Shape boundary records:
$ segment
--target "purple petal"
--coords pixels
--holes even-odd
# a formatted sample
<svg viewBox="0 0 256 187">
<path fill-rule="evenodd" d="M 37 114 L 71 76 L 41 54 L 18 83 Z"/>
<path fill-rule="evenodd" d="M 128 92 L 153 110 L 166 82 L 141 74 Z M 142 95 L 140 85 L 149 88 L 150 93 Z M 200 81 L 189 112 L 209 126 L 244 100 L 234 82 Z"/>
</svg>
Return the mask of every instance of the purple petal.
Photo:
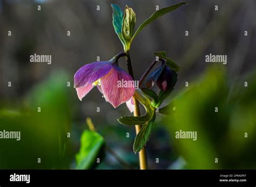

Written exercise >> Rewrite the stretch from the start of the records through the line containing "128 92 L 153", replacing "purple" with "violet" and leaving everything else unchanged. Give only those lines.

Exercise response >>
$ segment
--target "violet petal"
--coords pixels
--holes even-odd
# a formatted sample
<svg viewBox="0 0 256 187">
<path fill-rule="evenodd" d="M 37 114 L 71 76 L 41 54 L 18 83 Z"/>
<path fill-rule="evenodd" d="M 128 92 L 153 110 L 166 82 L 141 74 Z M 142 95 L 140 85 L 149 88 L 150 93 Z M 200 81 L 189 112 L 209 126 L 244 100 L 234 82 Z"/>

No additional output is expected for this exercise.